**Direction**. Can you repeat the data below with "Pinpoint" swapped for "Locate" everywhere and nothing else altered? Omit the pictures from your answer.

• • • •

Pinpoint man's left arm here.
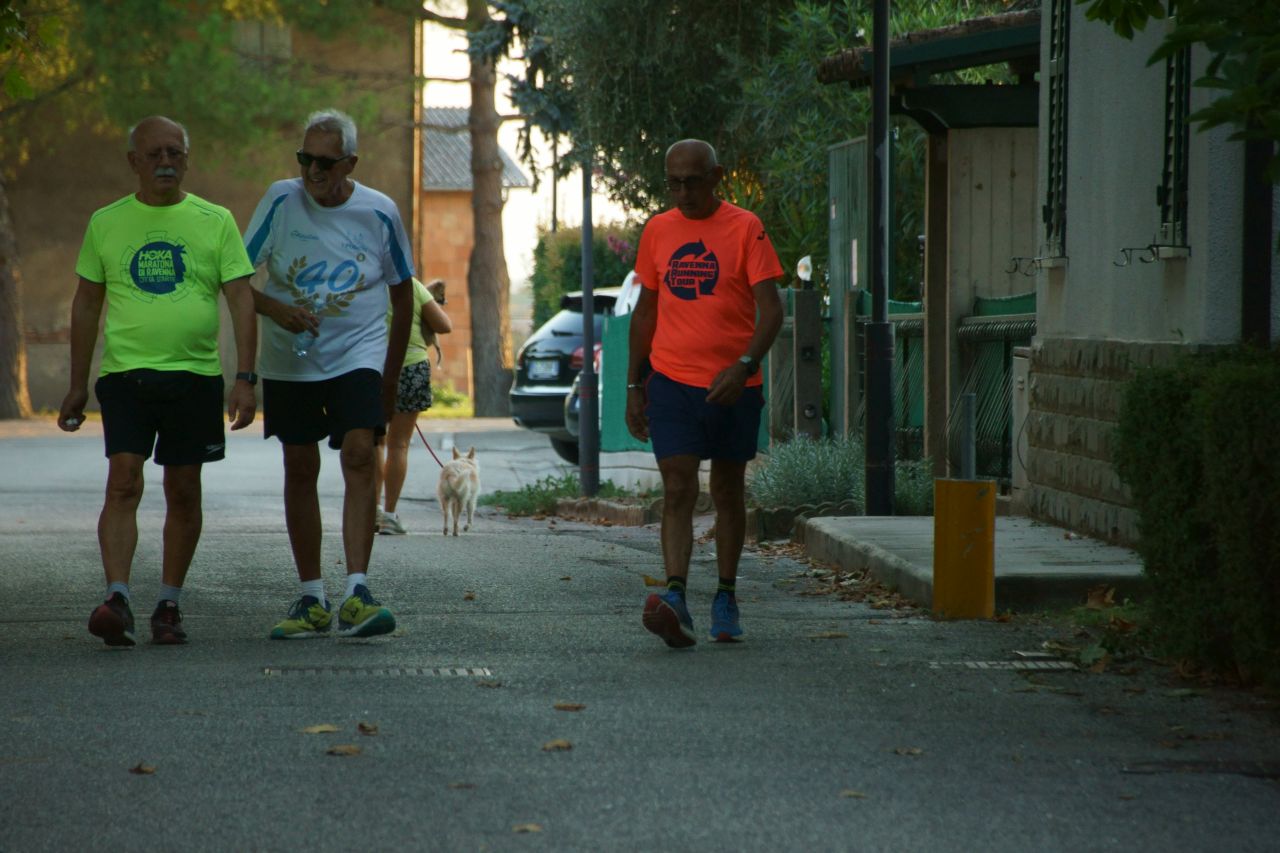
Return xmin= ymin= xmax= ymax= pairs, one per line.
xmin=707 ymin=278 xmax=782 ymax=406
xmin=383 ymin=278 xmax=413 ymax=423
xmin=223 ymin=275 xmax=257 ymax=430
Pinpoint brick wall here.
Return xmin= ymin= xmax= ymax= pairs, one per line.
xmin=1027 ymin=338 xmax=1197 ymax=546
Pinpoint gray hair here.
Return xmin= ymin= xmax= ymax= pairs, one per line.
xmin=128 ymin=115 xmax=191 ymax=151
xmin=303 ymin=109 xmax=356 ymax=156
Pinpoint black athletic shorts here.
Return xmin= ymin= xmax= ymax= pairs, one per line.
xmin=93 ymin=370 xmax=227 ymax=465
xmin=262 ymin=368 xmax=387 ymax=450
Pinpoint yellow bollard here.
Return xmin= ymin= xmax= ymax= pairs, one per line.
xmin=933 ymin=480 xmax=996 ymax=619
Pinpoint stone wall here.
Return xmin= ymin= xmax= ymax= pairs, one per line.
xmin=1024 ymin=338 xmax=1202 ymax=546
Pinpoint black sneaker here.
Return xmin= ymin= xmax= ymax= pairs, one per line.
xmin=151 ymin=601 xmax=187 ymax=646
xmin=88 ymin=593 xmax=134 ymax=648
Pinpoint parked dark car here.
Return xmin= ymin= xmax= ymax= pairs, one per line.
xmin=508 ymin=287 xmax=621 ymax=465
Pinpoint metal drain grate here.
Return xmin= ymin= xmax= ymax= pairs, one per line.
xmin=929 ymin=661 xmax=1076 ymax=670
xmin=262 ymin=666 xmax=493 ymax=679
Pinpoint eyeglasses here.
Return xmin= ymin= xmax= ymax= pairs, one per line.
xmin=297 ymin=149 xmax=351 ymax=172
xmin=663 ymin=170 xmax=712 ymax=192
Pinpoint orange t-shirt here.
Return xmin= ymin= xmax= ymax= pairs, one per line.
xmin=636 ymin=201 xmax=782 ymax=388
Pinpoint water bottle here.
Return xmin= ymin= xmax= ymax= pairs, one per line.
xmin=293 ymin=302 xmax=319 ymax=359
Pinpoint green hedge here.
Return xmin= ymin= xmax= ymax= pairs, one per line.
xmin=1114 ymin=348 xmax=1280 ymax=680
xmin=530 ymin=225 xmax=640 ymax=329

• • • •

**Solution for this exercise**.
Locate man's left arm here.
Return xmin= ymin= xmax= ymax= pairs, one per line.
xmin=707 ymin=278 xmax=782 ymax=406
xmin=383 ymin=278 xmax=413 ymax=423
xmin=223 ymin=275 xmax=257 ymax=430
Locate brick wall here.
Return xmin= ymin= xmax= ymax= pairs, one per line.
xmin=1027 ymin=338 xmax=1197 ymax=546
Locate gray hair here.
Return xmin= ymin= xmax= ymax= pairs, one per line.
xmin=128 ymin=115 xmax=191 ymax=151
xmin=303 ymin=109 xmax=356 ymax=156
Locate black athletic shorts here.
Return xmin= ymin= xmax= ymax= pairs, one per line.
xmin=93 ymin=370 xmax=227 ymax=465
xmin=262 ymin=368 xmax=387 ymax=450
Locate yellow bollard here.
Return xmin= ymin= xmax= ymax= pairs, one per line.
xmin=933 ymin=480 xmax=996 ymax=619
Locate stone wall here.
Return xmin= ymin= xmax= ymax= pairs, one per line.
xmin=1024 ymin=338 xmax=1202 ymax=546
Locate black sneaker here.
Return xmin= ymin= xmax= ymax= pairs, one per line.
xmin=151 ymin=601 xmax=187 ymax=646
xmin=88 ymin=593 xmax=134 ymax=648
Locate parked dark car here.
Return xmin= ymin= xmax= ymax= pairs, one per line.
xmin=508 ymin=287 xmax=621 ymax=465
Locate metal drain grate here.
Return xmin= ymin= xmax= ymax= pairs, one per line.
xmin=929 ymin=661 xmax=1076 ymax=670
xmin=262 ymin=666 xmax=493 ymax=679
Locate eyeglasses here.
Return xmin= ymin= xmax= ymax= pairs, one per line.
xmin=297 ymin=149 xmax=351 ymax=172
xmin=663 ymin=170 xmax=712 ymax=192
Locate orange t-shirt here.
Return xmin= ymin= xmax= ymax= pairs, one per line.
xmin=636 ymin=201 xmax=782 ymax=388
Locate water bottle here.
Return xmin= ymin= xmax= ymax= pairs, one per line.
xmin=293 ymin=302 xmax=319 ymax=359
Locate green hedge here.
Return xmin= ymin= xmax= ymax= pairs, one per line.
xmin=1114 ymin=348 xmax=1280 ymax=680
xmin=530 ymin=225 xmax=640 ymax=329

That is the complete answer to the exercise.